### Source data:
=== Begin Enclosure ===

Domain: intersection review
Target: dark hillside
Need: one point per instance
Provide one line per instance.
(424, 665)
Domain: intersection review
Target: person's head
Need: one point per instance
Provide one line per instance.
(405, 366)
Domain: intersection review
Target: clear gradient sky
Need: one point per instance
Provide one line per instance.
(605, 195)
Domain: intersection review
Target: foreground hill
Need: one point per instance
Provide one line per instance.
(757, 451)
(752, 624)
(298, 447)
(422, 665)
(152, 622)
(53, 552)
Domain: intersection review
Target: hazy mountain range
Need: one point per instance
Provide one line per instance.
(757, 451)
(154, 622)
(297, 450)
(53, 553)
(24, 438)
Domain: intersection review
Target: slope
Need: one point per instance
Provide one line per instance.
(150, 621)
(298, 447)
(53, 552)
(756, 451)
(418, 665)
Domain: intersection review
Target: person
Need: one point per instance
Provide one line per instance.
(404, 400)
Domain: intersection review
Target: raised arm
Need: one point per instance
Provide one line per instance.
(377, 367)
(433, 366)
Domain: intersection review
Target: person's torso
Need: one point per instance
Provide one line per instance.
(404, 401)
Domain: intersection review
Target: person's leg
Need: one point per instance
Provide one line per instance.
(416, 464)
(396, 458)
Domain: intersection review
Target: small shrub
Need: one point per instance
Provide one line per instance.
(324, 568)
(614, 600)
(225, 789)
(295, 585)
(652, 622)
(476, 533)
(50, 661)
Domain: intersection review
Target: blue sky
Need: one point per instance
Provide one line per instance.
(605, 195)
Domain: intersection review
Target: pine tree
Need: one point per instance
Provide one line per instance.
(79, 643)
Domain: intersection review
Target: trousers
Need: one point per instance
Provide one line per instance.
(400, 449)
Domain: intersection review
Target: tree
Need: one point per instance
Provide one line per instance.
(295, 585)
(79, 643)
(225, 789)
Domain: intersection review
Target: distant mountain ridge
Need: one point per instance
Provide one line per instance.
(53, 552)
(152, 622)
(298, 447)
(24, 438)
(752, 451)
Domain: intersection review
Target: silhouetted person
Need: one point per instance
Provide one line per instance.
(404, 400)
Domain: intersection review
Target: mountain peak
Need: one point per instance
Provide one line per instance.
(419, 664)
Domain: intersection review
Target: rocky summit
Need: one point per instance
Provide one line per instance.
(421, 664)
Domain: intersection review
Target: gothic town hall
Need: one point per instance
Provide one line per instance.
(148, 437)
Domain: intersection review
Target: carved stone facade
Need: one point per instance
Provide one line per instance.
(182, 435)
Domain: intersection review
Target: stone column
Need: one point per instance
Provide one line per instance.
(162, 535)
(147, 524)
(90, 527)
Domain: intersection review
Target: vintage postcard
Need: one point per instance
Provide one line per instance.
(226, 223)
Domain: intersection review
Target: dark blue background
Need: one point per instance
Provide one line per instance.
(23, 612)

=== End Enclosure ===

### Prompt:
Wherever the string "dark" appears in the entries above, return the line it appears on.

### Problem solution:
Target: dark hillside
Target: dark blue background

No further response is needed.